Items from a dataset:

+ + + + + + +

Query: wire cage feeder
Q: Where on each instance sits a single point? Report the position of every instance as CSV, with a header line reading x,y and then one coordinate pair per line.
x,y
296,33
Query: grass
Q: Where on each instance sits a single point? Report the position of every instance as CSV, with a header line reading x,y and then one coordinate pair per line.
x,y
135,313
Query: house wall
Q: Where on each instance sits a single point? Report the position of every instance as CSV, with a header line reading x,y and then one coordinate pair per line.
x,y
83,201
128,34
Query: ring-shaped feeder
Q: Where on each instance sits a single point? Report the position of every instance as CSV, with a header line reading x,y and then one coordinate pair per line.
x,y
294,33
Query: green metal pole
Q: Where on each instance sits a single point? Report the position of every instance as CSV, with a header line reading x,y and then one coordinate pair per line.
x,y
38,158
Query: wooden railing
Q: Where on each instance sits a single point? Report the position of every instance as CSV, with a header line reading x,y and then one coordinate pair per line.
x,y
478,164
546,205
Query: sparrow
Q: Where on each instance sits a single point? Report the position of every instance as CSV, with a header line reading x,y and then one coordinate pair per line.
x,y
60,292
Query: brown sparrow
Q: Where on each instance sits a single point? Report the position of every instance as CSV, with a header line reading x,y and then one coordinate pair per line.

+ + + + + + +

▶ _Prompt_
From the records above, pick out and copy each line holding the word "Query".

▶ _Answer space_
Query: wire cage feeder
Query: grass
Query: house wall
Query: ring-shaped feeder
Query: green metal pole
Query: wooden railing
Query: sparrow
Query: brown sparrow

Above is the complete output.